(Records from a point-labeling set)
──────

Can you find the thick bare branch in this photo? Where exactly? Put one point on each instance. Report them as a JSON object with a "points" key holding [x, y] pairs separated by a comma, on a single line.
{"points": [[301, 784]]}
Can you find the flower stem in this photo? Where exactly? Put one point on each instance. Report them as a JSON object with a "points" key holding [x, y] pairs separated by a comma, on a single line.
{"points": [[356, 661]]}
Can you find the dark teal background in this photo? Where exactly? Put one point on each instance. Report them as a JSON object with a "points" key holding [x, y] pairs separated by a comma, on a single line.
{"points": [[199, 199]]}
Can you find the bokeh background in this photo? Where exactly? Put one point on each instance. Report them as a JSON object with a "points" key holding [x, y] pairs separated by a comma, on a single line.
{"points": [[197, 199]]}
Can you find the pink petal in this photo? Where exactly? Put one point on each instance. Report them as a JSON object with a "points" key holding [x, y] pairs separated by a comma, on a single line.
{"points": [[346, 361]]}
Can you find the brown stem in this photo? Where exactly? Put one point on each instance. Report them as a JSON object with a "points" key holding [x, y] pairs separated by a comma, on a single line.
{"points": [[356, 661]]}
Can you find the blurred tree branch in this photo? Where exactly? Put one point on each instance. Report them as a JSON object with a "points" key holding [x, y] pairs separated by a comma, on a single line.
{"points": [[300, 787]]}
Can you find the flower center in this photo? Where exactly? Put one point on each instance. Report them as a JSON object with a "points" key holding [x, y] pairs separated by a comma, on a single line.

──────

## Task statement
Turn these records into a numbered list, omitting any blank lines.

## Correct result
1. Can you find the thick bare branch in this photo? Where exactly? Put one point on each instance. Report them as a JSON object with a "points" key holding [x, y] pairs separated by a comma, on a single line.
2. {"points": [[301, 784]]}
3. Can you find the flower stem in this photo? Where exactly? Put one point on each instance. Report them as a JSON object with a "points" key holding [x, y] pairs separated by a comma, on a single line.
4. {"points": [[356, 661]]}
5. Can you find the dark teal background in this photo? Where exactly? Put one point on each instance. Report them as a JSON object with a "points" key holding [x, y] pairs separated by a comma, on a single line.
6. {"points": [[199, 199]]}
7. Can you find the bokeh background in this photo? Where exactly? Put one point on each instance. Report them as a JSON object with a "points" key holding [x, y] pairs separated by a comma, on a single line.
8. {"points": [[197, 199]]}
9. Can you find the pink petal in this photo? Where exactly? Put one point on each instance. Report them as a JSON object with a "points" key holding [x, y] pairs separated by a comma, on a single line.
10. {"points": [[346, 361]]}
11. Can you find the brown stem in this photo? Where exactly? Put one point on each instance. Report them as a JSON object with a "points" key holding [x, y] pairs separated by a comma, on a single line.
12. {"points": [[356, 661]]}
13. Can you find the blurred tree branch in this photo? Where exactly? Put one point on each instance. Report them as a JSON object with a "points" key holding [x, y] pairs separated by a comma, on a single line.
14. {"points": [[300, 787]]}
15. Can you find the flower center in this photo? Where exactly? Put one point on each instance. Report them as a JSON object with a "points" key holding [x, y] pairs separated by a comma, on a single line.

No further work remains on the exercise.